▶ **What is asked**
A: The piece below on Matthew Parris's "nanny state" column names the kinds of work that women in most households did out of financial necessity before the First World War. List each of them.
B: According to the piece below on Matthew Parris's "nanny state" column, what title did his Spectator article carry?
C: Carry on the piece below about Matthew Parris's "nanny state" column, starting after its final paragraph.
═════ Text to read
A few years ago I was on the panel at the Battle of Ideas in London. I can’t remember what the topic was exactly, but it was something like the sugar tax or e-cigarette regulation. Rather than deal with the merits of these policies directly, I noticed that my opponents talked in general terms about the good that government can do, referencing the abolition of slavery and the ban on children going up chimneys.
Given all the regulation of recent decades, I found it telling that they had to go back 200 years to find laws that everyone can agree were jolly good. If I had been presenting the case for anarchism, their arguments might have landed, but since I was making the more modest case that perhaps there might be one or two laws in existence that are unnecessary and illiberal, their approach looked more like a diversionary tactic.
Matthew Parris did the same thing in last week’s Spectator. Thanks to the Royal Mail strike, it only landed on my doormat today, but you can read it here. It is titled ‘Maybe Nanny does know best’. Confusingly, Parris does not use the term ‘nanny state’ in the conventional sense meaning lifestyle paternalism, but as a catch-all term for any government regulation whatsoever.
His target is Liz Truss whom Parris dislikes even more than he disliked Brexit and Boris Johnson. Unless Rory Stewart or Nick Clegg somehow become Prime Minister, I suspect that Parris will be demanding the head of whoever is in charge of the government until his dying day. He is not impressed by Truss’s ‘dash for growth’.
Parris’s argument is that Big Government is the friend of economic growth, not its foe. He confesses that he, like Truss, once held the view that the ‘dead hand of the state’ stifled growth and led to inefficiencies but that he has grown out of all that stuff now and, with two gin-scented tears trickling down the sides of his nose, he welcomes his bureaucratic overlords.
Why? Because, a hundred years ago, the government gave women the vote and allowed them to work.
There was a time not so long ago when a certain group – half our potential workforce – were all but disqualified from contributing to Britain’s GDP. This group were called ‘women’. Women were generally unable to own property, or to play much more than a menial role in business (let alone politics, where they could not vote). So who helped unleash women’s potential, gave them rights in the workplace, stopped employers throttling their potential by restricting them to mindless occupations? Was it free trade? Was it big business? Was it competition? Was it Adam Smith’s ‘Invisible Hand’? No. Step forward Nanny. Nanny it was – legislation, the House of Commons, the first world war, the state – who commanded these things, driven in part by the forces of democracy.
The idea that women only started ‘contributing to Britain’s GDP’ - i.e. working for pay - after the First World War is historically illiterate. It may have been true of the upper class and some of the middle classes, but for all other households it was a financial necessity for women to work, whether in agriculture, textiles, domestic service, pubs or whatever. It is true that more men were employed than women, but women were pregnant a lot of the time and had an enormous amount of unpaid work to do. They were certainly never ‘all but disqualified’ from working, except in a few sectors such as the police force.
And who was it who banned women from owning property and voting in the first place? It wasn’t Adam Smith. It was the government, or, as Parris, would have it, the ‘nanny state’. So which nanny state are we supposed to be thankful for - the one that gave women the vote for a hundred years or the one that denied them the vote for hundreds of years?
══════════
═════ Material provided
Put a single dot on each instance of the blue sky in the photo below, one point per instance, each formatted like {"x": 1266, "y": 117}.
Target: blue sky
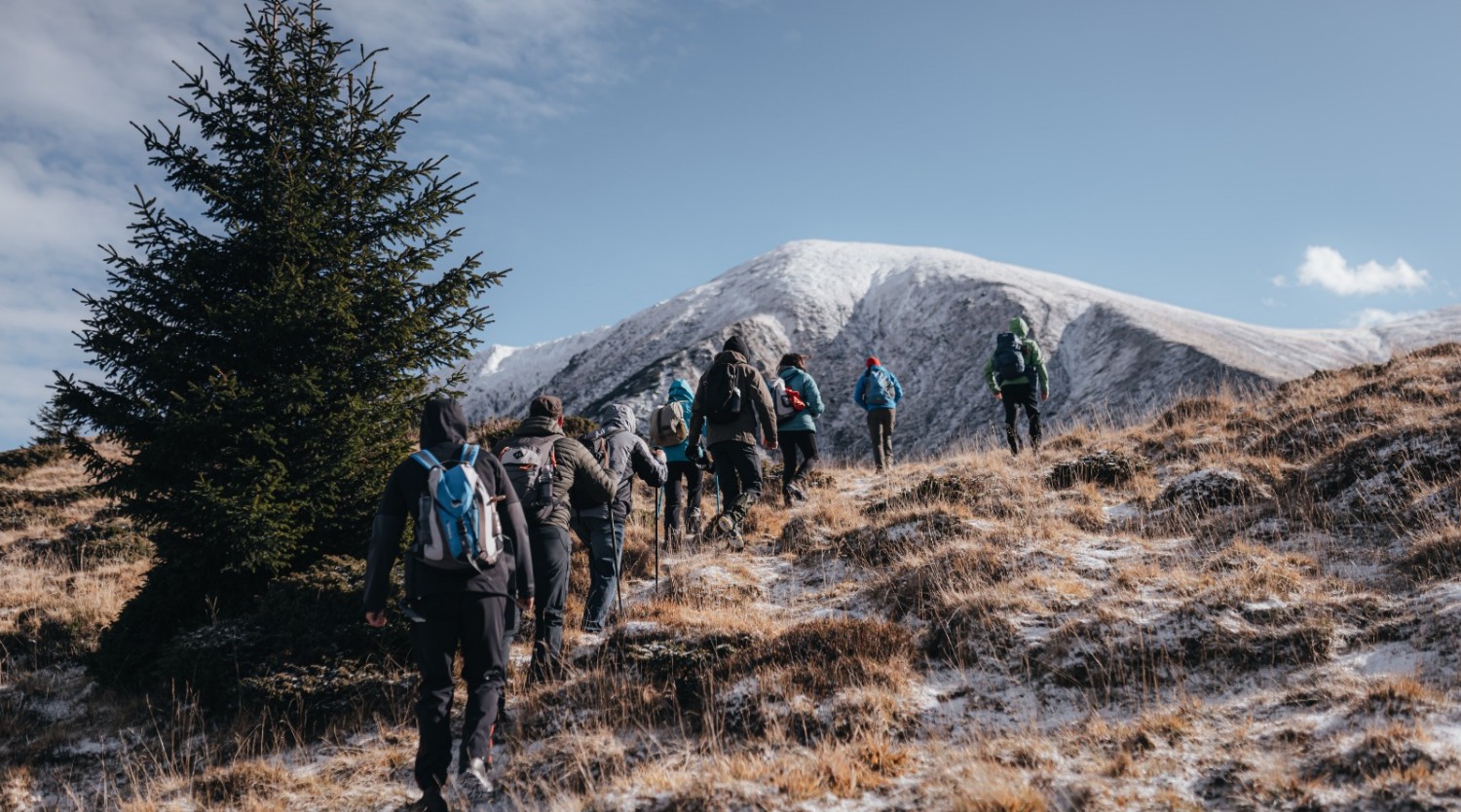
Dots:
{"x": 1293, "y": 164}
══════════
▶ **Answers for the tasks**
A:
- Agriculture
- Textiles
- Domestic service
- Pubs

B: 'Maybe Nanny does know best'

C:
Nanny had been busy since the 18th century, when in the Papists Act of 1778 she decreed that Catholics should not be excluded from key parts of the economy. She was still busy in the 20th century, starting with the Sex Disqualification (Removal) Act 1919, and later the 1944 Education Act outlawing the barring of married women from teaching.
Again, who excluded Catholics from key parts of the economy in the first place? Who barred married women from teaching? That’s right, it’s our old friend Big Government, the arsonist that Parris treats like a fireman.
You may have noticed that all of these examples involve people being given more freedom, not less. They barely count as regulations at all. They were liberations. They also took place many years ago, as does his other case study of the benevolent nanny state.
There was a time when instead of investing in technology, machinery and enlightened design, employers took the easy way out to clean Britain’s millions of chimneys. They sent children up them, for niggardly wages because they were children. Many died, most were disabled, damaged or invalided by the experience. Even by the narrowest of economic reckoning, once the human costs were taken into account it was not efficient to use children for this work. As with the Health and Morals of Apprentices Act of 1802 and a succession of Factories Acts throughout the 19th century, Nanny had to take the lead.
Very well, but Liz Truss isn’t going to put kids back up the chimneys and the Chimney Sweeps Act was passed in 1834, nearly 200 years ago. How much stolen valour can today’s advocates of greater regulation take from laws passed before Queen Victoria was on the throne?
None of the reforms Parris mentions in his article took place in the second half of the 20th century, let alone in the 21st century, and most of them were liberalising, not prohibitive.
Parris’s whole argument is a pointless strawman. It is beneath a man of his intelligence. It is only a notch above saying ‘I suppose you’d prefer living in Somalia, hur, hur’ to someone who questions whether banning children from playing conkers at school is strictly necessary.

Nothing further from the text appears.